## GIVEN EXERCISE 1
Answer these questions from the passage on the Bhagavad Gita, one answer per marked item:
(a) Who holds the throne of the Kingdom of the Kuru?
(b) Whom does the blind king ask for a report, and what gift does that person have?
(c) To which of the three concerns does the ethical dilemma in the Gita relate?
## GIVEN EXERCISE 2
Using the passage on the Bhagavad Gita, explain in one to three sentences why Dharma is said to encapsulate both senses.
## GIVEN EXERCISE 3
From the passage on the Bhagavad Gita, copy the stretch from "My men and the" through "encapsulates both senses.".

## PROVIDED TEXT
§

The Mahabharata is an Indo-Aryan epic about the dynastic struggle by Pandavas & the Kauravas for the throne of the Kingdom of the Kuru, held by Dhtrarastra, the blind king of the Kauravas.

The Bhagavad Gita, (the Song of Bhagavan - God), appears just before the climatic war between the two parties; and is of central importance in questions of ethics & moksha (liberation).

In it Dhtrarastra, the blind King of Kauravas asks for a report from Sanjaya his chief minister who has the gift of seeing at a distance:

The first couplet of the first chapter of the Bhagavad Gita is:

[Dhtrarastra said]:

In the Kingdom of the Kurus, the land of Dharma War-like stand

My men and the Sons of Pandu; what did they do next, O Sanjaya?

What does Dharma stand for in the context of the Gita? I can discern three major concerns:

  1. Arjuna questioning the consequences of the impending war in the first chapter - The Grief of Arjuna

  2. Krishna counselling Arjuna on his duty as a warrior, and

  3. and on moksha (religion).

The ethical dilemma in the Gita relates to the first two. Thus Dharma as what is right, righteousness; and Dharmas as duty, here as war; thus right vs might and Dharma encapsulates both senses.

§

## EXTRACTED ENTRIES

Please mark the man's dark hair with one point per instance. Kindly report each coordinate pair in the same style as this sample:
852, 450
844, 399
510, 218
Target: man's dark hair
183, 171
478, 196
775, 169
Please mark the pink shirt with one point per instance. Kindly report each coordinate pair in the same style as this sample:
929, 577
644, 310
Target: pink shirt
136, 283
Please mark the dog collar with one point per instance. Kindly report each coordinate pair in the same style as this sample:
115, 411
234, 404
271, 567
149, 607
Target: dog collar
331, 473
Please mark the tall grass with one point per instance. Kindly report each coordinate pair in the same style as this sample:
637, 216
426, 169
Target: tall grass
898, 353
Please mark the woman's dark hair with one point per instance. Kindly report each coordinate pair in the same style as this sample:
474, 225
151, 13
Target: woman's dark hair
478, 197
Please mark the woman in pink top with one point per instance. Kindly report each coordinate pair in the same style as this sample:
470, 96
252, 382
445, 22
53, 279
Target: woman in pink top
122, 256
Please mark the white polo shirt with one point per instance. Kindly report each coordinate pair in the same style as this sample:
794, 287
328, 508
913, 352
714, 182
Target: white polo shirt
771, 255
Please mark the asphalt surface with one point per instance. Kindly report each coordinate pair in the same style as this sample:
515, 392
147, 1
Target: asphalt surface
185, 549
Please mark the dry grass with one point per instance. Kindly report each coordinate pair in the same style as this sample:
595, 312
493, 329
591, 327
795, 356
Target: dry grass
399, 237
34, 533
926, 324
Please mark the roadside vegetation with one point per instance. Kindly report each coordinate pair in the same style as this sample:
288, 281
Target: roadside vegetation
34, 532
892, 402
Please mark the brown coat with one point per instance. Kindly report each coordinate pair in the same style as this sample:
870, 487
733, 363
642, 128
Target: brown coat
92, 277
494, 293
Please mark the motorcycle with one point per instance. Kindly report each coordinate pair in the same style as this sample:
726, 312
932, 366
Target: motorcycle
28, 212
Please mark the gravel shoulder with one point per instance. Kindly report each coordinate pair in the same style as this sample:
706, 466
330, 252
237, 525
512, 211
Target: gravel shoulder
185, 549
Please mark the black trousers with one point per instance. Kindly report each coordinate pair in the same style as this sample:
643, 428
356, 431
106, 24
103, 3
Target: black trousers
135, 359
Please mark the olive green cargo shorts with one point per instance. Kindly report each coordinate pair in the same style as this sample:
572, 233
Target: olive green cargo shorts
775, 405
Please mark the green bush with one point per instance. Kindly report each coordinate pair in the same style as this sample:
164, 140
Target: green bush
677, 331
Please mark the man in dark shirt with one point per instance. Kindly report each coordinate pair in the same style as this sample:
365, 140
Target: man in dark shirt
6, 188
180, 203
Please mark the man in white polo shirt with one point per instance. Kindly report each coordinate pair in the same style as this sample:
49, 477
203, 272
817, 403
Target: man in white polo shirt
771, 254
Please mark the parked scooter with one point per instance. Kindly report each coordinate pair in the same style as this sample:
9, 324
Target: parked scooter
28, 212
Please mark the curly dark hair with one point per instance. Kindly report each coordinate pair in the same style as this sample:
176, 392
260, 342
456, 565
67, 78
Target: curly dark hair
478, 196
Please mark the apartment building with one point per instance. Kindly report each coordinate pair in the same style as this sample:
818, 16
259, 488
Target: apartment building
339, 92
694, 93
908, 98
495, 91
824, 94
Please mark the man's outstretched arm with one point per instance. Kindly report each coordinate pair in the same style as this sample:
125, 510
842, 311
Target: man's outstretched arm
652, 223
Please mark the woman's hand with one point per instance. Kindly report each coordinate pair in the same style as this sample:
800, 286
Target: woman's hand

§

## RESULT 1
(a) Dhtrarastra, the blind king of the Kauravas.
(b) Sanjaya, his chief minister, who has the gift of seeing at a distance.
(c) The first two: Arjuna questioning the consequences of the impending war, and Krishna counselling Arjuna on his duty as a warrior.

## RESULT 2
The ethical dilemma in the Gita involves both Arjuna's questioning of the war and Krishna's counsel on his duty as a warrior. Dharma therefore means both what is right (righteousness) and duty, which here is war. That is the contrast of right versus might, so Dharma holds both senses.

## RESULT 3
My men and the Sons of Pandu; what did they do next, O Sanjaya?

What does Dharma stand for in the context of the Gita? I can discern three major concerns:

  1. Arjuna questioning the consequences of the impending war in the first chapter - The Grief of Arjuna

  2. Krishna counselling Arjuna on his duty as a warrior, and

  3. and on moksha (religion).

The ethical dilemma in the Gita relates to the first two. Thus Dharma as what is right, righteousness; and Dharmas as duty, here as war; thus right vs might and Dharma encapsulates both senses.